Coordinate labeling data
┄┄┄┄┄┄

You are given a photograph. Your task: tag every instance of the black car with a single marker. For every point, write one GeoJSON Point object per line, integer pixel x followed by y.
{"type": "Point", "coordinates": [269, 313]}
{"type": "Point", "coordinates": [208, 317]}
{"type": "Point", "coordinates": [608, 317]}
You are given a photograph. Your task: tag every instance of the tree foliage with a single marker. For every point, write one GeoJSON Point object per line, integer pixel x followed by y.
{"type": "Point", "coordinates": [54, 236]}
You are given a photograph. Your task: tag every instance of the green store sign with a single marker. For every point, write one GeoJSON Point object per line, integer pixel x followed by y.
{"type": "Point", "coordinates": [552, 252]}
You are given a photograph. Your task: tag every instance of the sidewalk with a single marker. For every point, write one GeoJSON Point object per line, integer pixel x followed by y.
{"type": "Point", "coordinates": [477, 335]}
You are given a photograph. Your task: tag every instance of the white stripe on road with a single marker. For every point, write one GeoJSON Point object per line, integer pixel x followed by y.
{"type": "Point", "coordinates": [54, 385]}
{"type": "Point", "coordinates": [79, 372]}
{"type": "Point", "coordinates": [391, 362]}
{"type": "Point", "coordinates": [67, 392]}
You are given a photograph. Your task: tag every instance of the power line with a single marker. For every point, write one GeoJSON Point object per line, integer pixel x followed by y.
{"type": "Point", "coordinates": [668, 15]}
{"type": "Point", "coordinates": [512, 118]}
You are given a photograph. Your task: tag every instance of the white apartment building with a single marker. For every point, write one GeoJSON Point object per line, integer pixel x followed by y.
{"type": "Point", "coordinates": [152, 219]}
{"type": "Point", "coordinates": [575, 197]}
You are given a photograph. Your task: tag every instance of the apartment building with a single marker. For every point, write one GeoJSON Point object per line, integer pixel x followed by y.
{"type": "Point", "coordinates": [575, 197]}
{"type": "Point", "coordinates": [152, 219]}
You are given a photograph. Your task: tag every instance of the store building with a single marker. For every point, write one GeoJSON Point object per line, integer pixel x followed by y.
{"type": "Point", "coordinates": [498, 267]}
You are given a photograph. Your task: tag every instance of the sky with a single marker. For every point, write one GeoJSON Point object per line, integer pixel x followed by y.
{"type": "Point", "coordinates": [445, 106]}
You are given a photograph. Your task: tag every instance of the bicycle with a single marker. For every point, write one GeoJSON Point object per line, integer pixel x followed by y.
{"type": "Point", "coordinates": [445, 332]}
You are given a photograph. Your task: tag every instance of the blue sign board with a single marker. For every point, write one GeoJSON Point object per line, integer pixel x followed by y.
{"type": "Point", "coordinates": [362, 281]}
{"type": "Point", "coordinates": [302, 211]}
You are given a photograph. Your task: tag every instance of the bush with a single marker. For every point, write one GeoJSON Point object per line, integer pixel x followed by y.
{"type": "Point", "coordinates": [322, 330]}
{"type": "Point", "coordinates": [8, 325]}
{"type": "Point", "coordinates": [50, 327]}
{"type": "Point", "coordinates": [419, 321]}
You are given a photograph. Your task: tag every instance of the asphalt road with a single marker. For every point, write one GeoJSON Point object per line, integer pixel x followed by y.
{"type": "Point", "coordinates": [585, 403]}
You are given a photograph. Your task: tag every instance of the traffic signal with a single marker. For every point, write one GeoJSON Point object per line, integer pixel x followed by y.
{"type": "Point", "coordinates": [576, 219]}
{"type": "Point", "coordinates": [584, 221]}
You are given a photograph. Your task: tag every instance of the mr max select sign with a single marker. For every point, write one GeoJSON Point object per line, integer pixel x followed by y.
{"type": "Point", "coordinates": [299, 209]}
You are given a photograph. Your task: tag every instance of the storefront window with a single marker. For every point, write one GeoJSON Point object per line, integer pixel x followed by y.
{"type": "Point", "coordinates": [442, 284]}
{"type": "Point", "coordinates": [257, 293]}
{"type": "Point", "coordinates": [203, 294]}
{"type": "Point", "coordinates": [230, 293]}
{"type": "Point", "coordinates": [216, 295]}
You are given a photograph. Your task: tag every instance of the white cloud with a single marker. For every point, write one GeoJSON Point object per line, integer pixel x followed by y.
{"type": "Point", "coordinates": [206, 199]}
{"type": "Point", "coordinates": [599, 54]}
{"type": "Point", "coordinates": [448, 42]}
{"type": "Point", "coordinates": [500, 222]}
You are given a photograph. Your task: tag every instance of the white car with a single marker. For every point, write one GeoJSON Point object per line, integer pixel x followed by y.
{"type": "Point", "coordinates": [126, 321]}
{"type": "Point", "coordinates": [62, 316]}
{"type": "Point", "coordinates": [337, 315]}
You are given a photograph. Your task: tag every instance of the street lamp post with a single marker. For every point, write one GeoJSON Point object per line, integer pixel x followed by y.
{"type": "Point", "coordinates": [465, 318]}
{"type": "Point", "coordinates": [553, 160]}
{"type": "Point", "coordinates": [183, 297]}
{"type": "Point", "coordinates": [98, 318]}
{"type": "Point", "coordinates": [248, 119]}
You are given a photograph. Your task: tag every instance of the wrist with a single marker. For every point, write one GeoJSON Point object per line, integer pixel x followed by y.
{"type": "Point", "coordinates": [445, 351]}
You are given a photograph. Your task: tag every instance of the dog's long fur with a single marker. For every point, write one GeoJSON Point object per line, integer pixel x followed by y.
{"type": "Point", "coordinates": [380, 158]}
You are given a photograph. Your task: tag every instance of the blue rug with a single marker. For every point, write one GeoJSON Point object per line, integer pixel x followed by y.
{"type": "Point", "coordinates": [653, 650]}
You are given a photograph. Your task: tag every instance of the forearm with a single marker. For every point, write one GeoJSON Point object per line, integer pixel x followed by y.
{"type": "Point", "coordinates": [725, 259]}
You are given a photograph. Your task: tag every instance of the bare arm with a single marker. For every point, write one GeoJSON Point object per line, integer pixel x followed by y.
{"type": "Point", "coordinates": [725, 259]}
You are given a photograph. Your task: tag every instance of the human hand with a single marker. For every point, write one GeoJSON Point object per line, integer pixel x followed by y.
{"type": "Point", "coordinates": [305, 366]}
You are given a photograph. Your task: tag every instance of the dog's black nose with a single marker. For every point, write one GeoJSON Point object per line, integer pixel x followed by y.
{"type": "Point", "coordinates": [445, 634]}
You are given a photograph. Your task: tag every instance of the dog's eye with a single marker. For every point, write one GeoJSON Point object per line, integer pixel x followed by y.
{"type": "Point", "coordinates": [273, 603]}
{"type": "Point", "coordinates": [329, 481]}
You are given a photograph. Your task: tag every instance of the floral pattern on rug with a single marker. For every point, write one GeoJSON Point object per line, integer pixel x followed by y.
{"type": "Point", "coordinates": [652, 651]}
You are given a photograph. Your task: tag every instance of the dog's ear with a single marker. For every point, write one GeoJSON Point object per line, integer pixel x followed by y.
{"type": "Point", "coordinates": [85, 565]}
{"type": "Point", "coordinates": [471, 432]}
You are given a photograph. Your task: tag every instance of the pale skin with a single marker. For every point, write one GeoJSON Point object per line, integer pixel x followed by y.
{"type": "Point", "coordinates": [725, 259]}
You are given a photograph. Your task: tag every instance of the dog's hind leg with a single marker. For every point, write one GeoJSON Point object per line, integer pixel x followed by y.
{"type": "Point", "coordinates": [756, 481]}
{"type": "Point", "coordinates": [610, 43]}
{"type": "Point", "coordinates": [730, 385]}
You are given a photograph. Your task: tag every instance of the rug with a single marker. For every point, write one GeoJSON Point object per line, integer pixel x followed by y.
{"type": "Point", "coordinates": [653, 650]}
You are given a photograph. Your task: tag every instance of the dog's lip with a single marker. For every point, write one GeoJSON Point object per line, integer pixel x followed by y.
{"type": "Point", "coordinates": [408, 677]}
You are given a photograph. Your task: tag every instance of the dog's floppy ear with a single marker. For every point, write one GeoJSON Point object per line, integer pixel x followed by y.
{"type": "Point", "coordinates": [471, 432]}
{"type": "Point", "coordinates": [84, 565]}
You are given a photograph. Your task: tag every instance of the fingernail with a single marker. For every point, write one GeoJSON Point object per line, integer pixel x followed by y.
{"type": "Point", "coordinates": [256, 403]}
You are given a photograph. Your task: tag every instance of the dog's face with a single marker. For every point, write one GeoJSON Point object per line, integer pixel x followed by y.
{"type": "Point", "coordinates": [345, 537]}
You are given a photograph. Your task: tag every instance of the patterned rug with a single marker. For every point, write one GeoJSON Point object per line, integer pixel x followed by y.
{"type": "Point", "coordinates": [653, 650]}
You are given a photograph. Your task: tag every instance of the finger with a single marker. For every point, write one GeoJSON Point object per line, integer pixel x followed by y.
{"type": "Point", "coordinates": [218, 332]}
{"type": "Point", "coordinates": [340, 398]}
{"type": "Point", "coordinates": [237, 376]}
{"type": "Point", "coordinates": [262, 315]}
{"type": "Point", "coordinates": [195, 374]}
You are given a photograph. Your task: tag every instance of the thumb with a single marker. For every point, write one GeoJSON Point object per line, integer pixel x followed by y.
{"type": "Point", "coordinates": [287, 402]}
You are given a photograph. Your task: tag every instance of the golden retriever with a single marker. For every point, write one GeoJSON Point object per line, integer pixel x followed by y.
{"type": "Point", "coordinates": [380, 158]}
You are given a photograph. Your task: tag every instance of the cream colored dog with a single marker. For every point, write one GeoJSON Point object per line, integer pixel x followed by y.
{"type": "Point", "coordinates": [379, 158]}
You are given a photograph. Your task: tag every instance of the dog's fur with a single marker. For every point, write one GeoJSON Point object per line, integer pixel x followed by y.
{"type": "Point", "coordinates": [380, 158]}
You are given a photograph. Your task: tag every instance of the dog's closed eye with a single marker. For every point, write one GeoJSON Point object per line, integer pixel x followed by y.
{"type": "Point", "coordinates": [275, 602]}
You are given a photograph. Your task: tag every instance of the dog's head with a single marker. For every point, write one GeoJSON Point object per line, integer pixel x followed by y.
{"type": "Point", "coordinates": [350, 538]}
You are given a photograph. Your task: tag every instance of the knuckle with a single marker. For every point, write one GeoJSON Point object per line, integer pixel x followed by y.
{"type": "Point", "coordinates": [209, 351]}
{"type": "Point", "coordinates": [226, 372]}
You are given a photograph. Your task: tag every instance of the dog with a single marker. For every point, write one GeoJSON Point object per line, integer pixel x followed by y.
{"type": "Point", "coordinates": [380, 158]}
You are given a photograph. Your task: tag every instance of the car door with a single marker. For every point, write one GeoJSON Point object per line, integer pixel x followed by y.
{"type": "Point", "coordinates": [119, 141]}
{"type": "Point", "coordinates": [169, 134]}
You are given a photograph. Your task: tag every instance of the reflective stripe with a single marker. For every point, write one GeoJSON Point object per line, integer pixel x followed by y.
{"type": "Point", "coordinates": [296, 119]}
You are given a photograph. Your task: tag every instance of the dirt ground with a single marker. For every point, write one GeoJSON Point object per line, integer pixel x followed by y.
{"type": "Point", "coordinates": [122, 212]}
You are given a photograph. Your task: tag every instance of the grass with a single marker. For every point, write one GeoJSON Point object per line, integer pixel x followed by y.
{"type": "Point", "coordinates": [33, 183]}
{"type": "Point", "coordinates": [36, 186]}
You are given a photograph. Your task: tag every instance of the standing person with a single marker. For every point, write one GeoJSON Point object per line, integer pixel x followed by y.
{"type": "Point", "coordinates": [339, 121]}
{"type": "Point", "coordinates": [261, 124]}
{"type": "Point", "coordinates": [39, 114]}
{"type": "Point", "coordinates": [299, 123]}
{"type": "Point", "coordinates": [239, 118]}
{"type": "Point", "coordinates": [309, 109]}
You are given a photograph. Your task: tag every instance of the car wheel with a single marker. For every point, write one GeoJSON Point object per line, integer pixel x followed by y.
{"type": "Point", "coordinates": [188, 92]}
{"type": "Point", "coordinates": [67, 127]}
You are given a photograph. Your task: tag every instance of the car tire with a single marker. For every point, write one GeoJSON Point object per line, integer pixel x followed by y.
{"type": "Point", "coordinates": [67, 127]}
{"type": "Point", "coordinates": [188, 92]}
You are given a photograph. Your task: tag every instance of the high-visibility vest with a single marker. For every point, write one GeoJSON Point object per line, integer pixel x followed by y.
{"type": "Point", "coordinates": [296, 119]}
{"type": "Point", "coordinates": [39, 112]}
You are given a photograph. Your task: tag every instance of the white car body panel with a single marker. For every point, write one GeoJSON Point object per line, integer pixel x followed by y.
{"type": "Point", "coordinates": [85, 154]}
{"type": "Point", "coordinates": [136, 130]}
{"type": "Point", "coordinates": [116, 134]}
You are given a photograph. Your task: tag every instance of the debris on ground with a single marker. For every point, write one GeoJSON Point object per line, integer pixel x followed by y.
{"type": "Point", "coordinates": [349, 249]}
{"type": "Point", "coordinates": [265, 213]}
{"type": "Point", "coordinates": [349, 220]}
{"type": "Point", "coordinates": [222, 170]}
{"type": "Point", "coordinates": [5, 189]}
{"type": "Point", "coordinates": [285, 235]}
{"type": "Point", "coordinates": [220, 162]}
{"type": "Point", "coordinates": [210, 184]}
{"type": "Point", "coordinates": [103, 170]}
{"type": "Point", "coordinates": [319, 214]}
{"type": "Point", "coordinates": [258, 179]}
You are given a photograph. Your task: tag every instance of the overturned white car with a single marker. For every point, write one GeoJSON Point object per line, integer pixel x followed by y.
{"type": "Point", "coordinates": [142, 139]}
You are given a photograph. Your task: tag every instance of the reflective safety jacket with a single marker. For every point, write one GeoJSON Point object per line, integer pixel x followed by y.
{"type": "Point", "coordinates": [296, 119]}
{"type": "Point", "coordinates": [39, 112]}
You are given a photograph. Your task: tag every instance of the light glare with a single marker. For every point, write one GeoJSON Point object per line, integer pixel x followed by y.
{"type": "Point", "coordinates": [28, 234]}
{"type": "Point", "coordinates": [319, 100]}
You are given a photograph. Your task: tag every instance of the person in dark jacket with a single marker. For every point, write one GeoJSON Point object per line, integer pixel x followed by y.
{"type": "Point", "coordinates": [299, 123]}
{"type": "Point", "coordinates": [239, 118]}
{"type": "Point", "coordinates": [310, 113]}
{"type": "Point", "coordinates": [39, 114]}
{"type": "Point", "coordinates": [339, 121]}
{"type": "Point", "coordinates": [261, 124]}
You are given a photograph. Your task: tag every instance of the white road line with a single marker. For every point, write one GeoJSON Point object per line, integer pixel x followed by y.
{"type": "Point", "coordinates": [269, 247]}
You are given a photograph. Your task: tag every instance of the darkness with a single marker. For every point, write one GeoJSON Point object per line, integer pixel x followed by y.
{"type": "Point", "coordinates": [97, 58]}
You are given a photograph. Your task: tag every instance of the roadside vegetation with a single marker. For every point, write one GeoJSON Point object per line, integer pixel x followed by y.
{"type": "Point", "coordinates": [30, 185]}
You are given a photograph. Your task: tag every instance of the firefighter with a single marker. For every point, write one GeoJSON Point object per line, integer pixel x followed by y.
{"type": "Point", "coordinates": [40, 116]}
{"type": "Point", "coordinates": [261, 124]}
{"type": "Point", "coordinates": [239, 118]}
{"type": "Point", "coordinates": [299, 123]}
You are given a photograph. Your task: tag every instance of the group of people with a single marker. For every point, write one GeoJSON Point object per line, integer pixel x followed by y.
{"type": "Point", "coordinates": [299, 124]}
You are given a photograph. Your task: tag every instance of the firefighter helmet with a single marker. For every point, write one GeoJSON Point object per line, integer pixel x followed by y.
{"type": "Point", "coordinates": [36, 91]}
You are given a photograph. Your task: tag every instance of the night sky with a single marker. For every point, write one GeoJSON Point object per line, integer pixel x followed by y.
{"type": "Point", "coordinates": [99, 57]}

┄┄┄┄┄┄

* GOAL OF THE EXERCISE *
Find the line containing "of the group". Reproduce it exactly, along with every line after it through the last.

* WRITTEN RESPONSE *
You are given a photograph. Your task: tag every instance of the group of people with a single marker. For every point, write one GeoJSON Point object per line, integer pixel x followed by y.
{"type": "Point", "coordinates": [299, 124]}
You are given a photograph. Your task: tag every instance of the firefighter helmet with a single marker. For every point, write one GeoJSON Point object per line, integer pixel x followed by y.
{"type": "Point", "coordinates": [36, 91]}
You are given a photograph. Your task: tag every instance of the night sky with a single marker. For every point, write one GeoJSON Point object per line, integer pixel x followed by y.
{"type": "Point", "coordinates": [99, 57]}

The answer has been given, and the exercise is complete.